▸ **What you need to do**:
Could you transcribe each record below exactly as written, setting the pictures aside?
────────────────
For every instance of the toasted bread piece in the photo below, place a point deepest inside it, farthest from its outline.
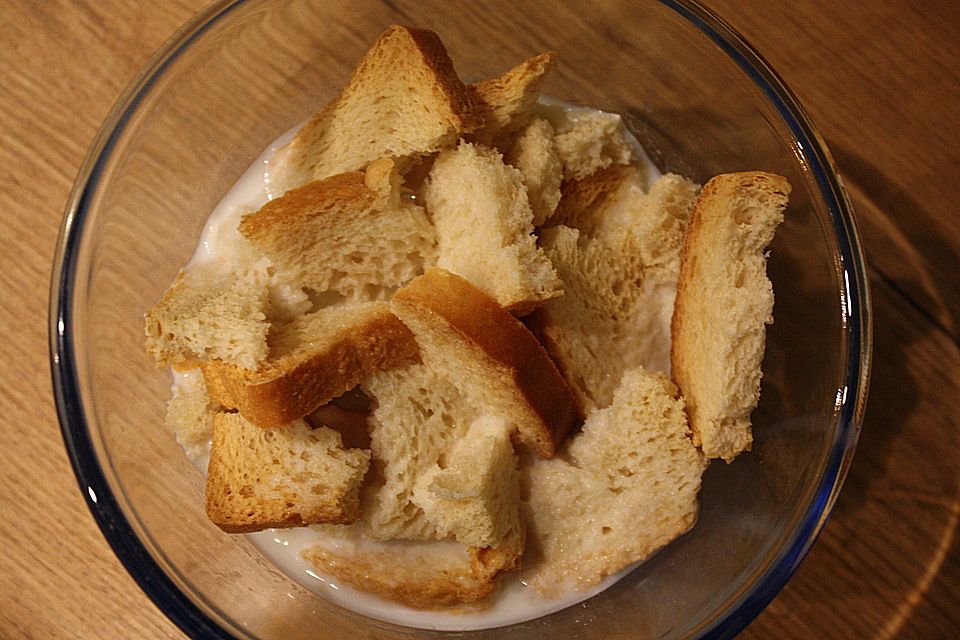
(626, 486)
(423, 578)
(285, 477)
(619, 272)
(190, 411)
(506, 102)
(420, 422)
(534, 153)
(485, 228)
(350, 234)
(588, 140)
(312, 360)
(724, 299)
(494, 361)
(404, 99)
(206, 315)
────────────────
▸ **Exercise response**:
For every instance of the toasted bread piece in the photo below, place a point deepest inside it, farthest from its outline.
(626, 486)
(423, 578)
(285, 477)
(619, 272)
(190, 411)
(506, 102)
(420, 422)
(534, 153)
(485, 228)
(350, 234)
(588, 140)
(312, 360)
(724, 299)
(494, 361)
(404, 99)
(206, 315)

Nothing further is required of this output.